Data provided »
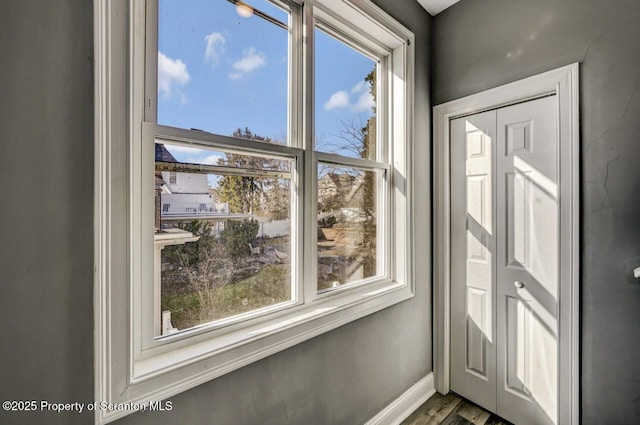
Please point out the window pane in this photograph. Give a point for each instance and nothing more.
(347, 225)
(223, 68)
(345, 93)
(222, 232)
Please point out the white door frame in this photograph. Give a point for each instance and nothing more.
(564, 83)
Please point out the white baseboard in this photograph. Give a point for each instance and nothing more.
(400, 408)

Prompt » Copy everything in the records above except the pictures, exactly as written.

Reply to the task »
Please point out the window pane in this photograph. Give a point for each instance and nothing more.
(347, 225)
(223, 68)
(345, 93)
(222, 232)
Please point out the white door frame in this photograph. Give a point for each instance and nothing more.
(564, 83)
Please point out the white baseboard in this photograph. Give a point for each instance and nothing more.
(400, 408)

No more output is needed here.